+++ GIVEN RECORDS

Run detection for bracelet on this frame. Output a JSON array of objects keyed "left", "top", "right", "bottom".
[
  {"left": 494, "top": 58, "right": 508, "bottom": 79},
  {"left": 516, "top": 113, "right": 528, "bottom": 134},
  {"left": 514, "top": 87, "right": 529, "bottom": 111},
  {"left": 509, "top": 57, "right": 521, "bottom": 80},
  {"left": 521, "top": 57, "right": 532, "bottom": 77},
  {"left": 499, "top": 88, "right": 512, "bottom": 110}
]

++++++

**ABOUT THIS EXERCISE**
The records above should be transcribed in full, with no differences.

**RESPONSE**
Run detection for bracelet on this frame. Output a JSON array of objects keyed "left", "top", "right", "bottom".
[
  {"left": 494, "top": 58, "right": 508, "bottom": 79},
  {"left": 516, "top": 113, "right": 528, "bottom": 134},
  {"left": 514, "top": 87, "right": 529, "bottom": 111},
  {"left": 509, "top": 57, "right": 521, "bottom": 80},
  {"left": 521, "top": 57, "right": 532, "bottom": 77},
  {"left": 499, "top": 88, "right": 512, "bottom": 110}
]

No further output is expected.